WHAT IS EXPECTED ▸ What is needed is an exact copy of every record.

DATASET ENTRIES ▸
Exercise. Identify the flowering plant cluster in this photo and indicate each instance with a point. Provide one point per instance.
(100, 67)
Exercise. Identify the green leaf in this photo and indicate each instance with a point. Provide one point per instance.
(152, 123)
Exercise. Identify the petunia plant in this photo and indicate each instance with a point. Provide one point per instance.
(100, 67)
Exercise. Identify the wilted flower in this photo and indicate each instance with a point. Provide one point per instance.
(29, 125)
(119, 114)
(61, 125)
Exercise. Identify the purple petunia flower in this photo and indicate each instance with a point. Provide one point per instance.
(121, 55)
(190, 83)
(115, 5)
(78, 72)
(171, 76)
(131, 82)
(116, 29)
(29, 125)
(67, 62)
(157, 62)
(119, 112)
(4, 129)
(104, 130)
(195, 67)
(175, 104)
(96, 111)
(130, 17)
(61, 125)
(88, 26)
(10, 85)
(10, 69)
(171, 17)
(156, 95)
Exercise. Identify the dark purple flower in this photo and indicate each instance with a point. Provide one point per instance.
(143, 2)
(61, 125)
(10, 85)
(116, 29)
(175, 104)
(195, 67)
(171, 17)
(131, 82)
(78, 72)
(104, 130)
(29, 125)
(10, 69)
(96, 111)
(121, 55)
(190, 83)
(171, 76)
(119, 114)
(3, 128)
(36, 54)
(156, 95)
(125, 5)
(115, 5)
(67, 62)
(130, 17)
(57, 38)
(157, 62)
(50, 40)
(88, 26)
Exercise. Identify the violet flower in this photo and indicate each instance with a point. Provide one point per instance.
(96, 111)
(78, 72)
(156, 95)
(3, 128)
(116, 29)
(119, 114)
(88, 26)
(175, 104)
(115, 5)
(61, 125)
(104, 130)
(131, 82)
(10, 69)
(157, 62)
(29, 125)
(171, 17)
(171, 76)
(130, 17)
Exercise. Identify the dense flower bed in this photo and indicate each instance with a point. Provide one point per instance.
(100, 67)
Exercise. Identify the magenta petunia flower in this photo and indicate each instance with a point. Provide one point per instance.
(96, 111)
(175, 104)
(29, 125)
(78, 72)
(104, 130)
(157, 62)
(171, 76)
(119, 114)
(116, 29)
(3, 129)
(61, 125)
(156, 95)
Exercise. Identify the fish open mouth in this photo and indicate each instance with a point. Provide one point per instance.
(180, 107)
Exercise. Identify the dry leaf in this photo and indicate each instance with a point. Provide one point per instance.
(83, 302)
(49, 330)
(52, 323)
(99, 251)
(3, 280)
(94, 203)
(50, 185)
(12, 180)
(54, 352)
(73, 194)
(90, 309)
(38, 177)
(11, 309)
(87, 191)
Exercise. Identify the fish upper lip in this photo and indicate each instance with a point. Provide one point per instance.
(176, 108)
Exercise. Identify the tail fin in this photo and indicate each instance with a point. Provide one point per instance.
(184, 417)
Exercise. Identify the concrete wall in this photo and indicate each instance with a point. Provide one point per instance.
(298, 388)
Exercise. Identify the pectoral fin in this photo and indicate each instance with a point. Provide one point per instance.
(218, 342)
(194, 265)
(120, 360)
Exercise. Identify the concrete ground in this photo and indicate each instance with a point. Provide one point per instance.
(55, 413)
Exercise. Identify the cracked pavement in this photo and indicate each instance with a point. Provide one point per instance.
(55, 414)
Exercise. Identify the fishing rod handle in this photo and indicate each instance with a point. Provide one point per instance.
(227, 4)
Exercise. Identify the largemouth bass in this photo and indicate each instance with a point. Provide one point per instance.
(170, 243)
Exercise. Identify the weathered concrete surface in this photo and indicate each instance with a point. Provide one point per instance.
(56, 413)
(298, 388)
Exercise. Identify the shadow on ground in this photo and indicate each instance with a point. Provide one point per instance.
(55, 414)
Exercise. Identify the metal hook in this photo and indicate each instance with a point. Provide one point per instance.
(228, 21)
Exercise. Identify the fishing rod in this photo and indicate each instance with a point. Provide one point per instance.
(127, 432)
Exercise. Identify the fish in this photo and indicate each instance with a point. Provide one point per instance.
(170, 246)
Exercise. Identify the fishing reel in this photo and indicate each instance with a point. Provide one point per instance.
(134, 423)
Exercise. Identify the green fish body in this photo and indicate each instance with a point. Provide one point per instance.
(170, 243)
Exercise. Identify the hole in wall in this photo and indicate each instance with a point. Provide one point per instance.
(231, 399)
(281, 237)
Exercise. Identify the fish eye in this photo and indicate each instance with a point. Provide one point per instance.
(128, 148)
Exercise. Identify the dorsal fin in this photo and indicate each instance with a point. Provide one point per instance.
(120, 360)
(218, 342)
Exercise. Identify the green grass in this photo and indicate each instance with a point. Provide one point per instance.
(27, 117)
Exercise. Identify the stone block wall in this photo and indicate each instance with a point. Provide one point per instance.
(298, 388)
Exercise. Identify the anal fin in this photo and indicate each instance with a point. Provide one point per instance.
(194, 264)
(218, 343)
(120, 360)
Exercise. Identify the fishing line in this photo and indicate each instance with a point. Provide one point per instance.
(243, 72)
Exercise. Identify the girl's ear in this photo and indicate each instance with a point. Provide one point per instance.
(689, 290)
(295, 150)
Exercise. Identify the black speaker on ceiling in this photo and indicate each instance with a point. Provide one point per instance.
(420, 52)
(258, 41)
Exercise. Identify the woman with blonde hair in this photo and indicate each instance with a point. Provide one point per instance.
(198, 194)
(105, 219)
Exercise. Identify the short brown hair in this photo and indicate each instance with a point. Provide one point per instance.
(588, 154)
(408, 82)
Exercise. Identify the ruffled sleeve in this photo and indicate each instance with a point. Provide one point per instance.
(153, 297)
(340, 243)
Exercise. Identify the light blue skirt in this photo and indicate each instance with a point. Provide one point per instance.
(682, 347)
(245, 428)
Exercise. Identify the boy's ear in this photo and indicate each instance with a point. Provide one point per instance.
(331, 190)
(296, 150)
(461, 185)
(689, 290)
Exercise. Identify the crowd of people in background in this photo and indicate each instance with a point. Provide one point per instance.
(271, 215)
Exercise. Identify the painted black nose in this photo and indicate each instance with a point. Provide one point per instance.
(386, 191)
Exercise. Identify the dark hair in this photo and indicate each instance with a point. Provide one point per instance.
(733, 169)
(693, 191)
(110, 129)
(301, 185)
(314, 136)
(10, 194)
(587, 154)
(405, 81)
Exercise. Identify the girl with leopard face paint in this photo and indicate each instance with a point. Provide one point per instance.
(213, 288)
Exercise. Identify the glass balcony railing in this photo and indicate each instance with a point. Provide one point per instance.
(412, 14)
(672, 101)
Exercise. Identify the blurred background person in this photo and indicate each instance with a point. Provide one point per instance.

THE ANSWER ▸
Exercise. Identify the flowering plant cluster in this photo and indicate each instance with a point. Provide one point per instance.
(100, 67)
Exercise. Identify the green leaf in this photo and indicate each instance with a point. Provide one point per instance.
(152, 123)
Exercise. Identify the petunia plant in this photo and indicate each instance with a point. Provide one point per instance.
(100, 67)
Exercise. Identify the wilted flower in this photo and indicate each instance with a point. Provide one point per instance.
(29, 125)
(119, 114)
(61, 125)
Exercise. Identify the purple petunia flower in this photo and indicate each instance with a point. Provide one point per instance.
(121, 55)
(190, 83)
(115, 5)
(78, 72)
(171, 76)
(131, 82)
(116, 29)
(29, 125)
(67, 62)
(157, 62)
(119, 112)
(4, 129)
(104, 130)
(195, 67)
(175, 104)
(96, 111)
(130, 17)
(61, 125)
(88, 26)
(10, 85)
(10, 69)
(171, 17)
(156, 95)
Exercise. Identify the dark purple flower in this photo and indicate each instance with a point. Provide one point per instance.
(143, 2)
(61, 125)
(10, 85)
(116, 29)
(175, 104)
(195, 67)
(171, 17)
(131, 82)
(78, 72)
(104, 130)
(29, 125)
(10, 69)
(96, 111)
(121, 55)
(190, 83)
(171, 76)
(119, 114)
(3, 128)
(36, 54)
(156, 95)
(125, 5)
(115, 5)
(67, 62)
(130, 17)
(57, 38)
(157, 62)
(50, 40)
(88, 26)
Exercise. Identify the violet flower in this photo and indicate each instance with a point. Provide one point per instance.
(96, 111)
(78, 72)
(156, 95)
(3, 128)
(116, 29)
(119, 114)
(88, 26)
(175, 104)
(115, 5)
(61, 125)
(104, 130)
(131, 82)
(10, 69)
(157, 62)
(29, 125)
(171, 17)
(171, 76)
(130, 17)
Exercise. Identify the dense flower bed in this photo and indicate each instance with a point. Provide one point per instance.
(100, 67)
Exercise. Identify the magenta petunia flower in this photo and indicate each instance with a point. Provide one point per instance.
(96, 111)
(175, 104)
(29, 125)
(78, 72)
(104, 130)
(157, 62)
(171, 76)
(119, 114)
(116, 29)
(3, 129)
(61, 125)
(156, 95)
Exercise. Identify the fish open mouth in this photo and indicate each instance with a point. Provide one point per instance.
(180, 107)
Exercise. Identify the dry leaf in this photo and indicate each instance with a point. Provide one point per instance.
(83, 302)
(49, 330)
(52, 323)
(99, 251)
(3, 280)
(94, 203)
(50, 185)
(12, 180)
(54, 352)
(73, 194)
(90, 309)
(38, 177)
(11, 309)
(87, 191)
Exercise. Identify the fish upper lip in this photo and indicate each instance with a point. Provide one point per instance.
(176, 108)
Exercise. Identify the tail fin in this photo and indicate each instance with a point. Provide one point per instance.
(184, 417)
Exercise. Identify the concrete wall in this photo and indicate each instance with a point. Provide one point per instance.
(298, 388)
Exercise. Identify the pectoral fin in this photo and indicate each instance with a point. Provide one point per instance.
(218, 342)
(194, 265)
(120, 360)
Exercise. Identify the concrete ground in this photo and indicate each instance with a point. Provide one point per instance.
(55, 413)
Exercise. Identify the cracked pavement in this photo and indicate each instance with a point. Provide one point per instance.
(55, 414)
Exercise. Identify the fishing rod handle in this photo and indicate each instance with a point. Provide one point per instance.
(227, 4)
Exercise. Identify the largemouth bass in this photo and indicate each instance with a point. Provide one point per instance.
(170, 243)
Exercise. Identify the weathered concrete surface in this photo and indicate each instance with a point. Provide one point per instance.
(56, 413)
(298, 388)
Exercise. Identify the shadow on ground in this photo and indicate each instance with a point. Provide one point per instance.
(55, 414)
Exercise. Identify the metal hook in this photo and indicate each instance with a point. Provide one point per instance.
(228, 21)
Exercise. Identify the fishing rod in this photo and indicate each instance with a point. Provide one point per instance.
(127, 432)
Exercise. Identify the fish in this photo and indicate each instance with a point. Provide one point per instance.
(170, 246)
Exercise. Identify the fishing reel in this photo and indicate each instance with a point. Provide one point per instance.
(134, 423)
Exercise. Identify the green fish body in this photo and indicate each instance with a point. Provide one point per instance.
(170, 243)
Exercise. Identify the hole in wall in this photo and indicate each instance with a point. Provide one point per instance.
(231, 399)
(281, 237)
Exercise. Identify the fish eye in this photo and indicate each instance with a point. Provide one point per instance.
(128, 148)
Exercise. Identify the dorsal fin in this photo and indicate each instance with a point. Provide one point per instance.
(120, 360)
(218, 342)
Exercise. Identify the green grass in this photo and indicate each instance with a point. Provide one point per instance.
(27, 117)
Exercise. Identify the stone block wall in this photo and indicate each instance with a point. Provide one point per instance.
(298, 388)
Exercise. Identify the anal fin in this photo and indicate each instance with a point. Provide one point per instance.
(194, 264)
(218, 343)
(120, 360)
Exercise. Identify the fishing line in this photo and indicate each instance with a point. Provide one point per instance.
(243, 72)
Exercise. Identify the girl's ear in this photo and indicate each instance with a point. Provide one point per instance.
(689, 290)
(295, 150)
Exercise. Identify the black speaker on ceiling in this photo and indicate each instance with a point. Provide one point per instance.
(420, 52)
(258, 41)
Exercise. Identify the woman with blonde hair in this photo and indicate each instance with a point. Provide one point per instance.
(198, 194)
(105, 219)
Exercise. Identify the short brown hair in this photo and indicate each instance with a point. Provide one point per instance.
(588, 154)
(408, 82)
Exercise. Identify the ruffled sleeve in this photo and indicate each instance with a point. Provide one point per instance.
(153, 297)
(340, 243)
Exercise. Identify the light blue skirt in this photo and indicate each instance with a point. Provide one point per instance.
(682, 347)
(245, 428)
Exercise. Identify the boy's ear in this photo and indicate each instance with a point. Provide one point per instance.
(331, 190)
(296, 150)
(461, 185)
(689, 290)
Exercise. Identify the crowd of people in background in this photo and indicate each instance with a point. Provide one point per instance.
(271, 215)
Exercise. Identify the painted black nose in this photo and indicate each instance with a point. Provide one point per instance.
(386, 191)
Exercise. Identify the dark hair in this photo and indicate each instance with a point. Provide one point per instance.
(733, 169)
(693, 191)
(110, 129)
(301, 185)
(314, 136)
(10, 194)
(587, 154)
(405, 81)
Exercise. Identify the girl with leopard face paint in this photo and indicate each instance with a point. Provide one point per instance.
(213, 288)
Exercise. Identify the glass balcony railing in this photo and indicate each instance with a point. Provide one point per instance.
(412, 14)
(672, 101)
Exercise. Identify the blurred background person in this photo and indicate each instance with a point. Provide one point per instance.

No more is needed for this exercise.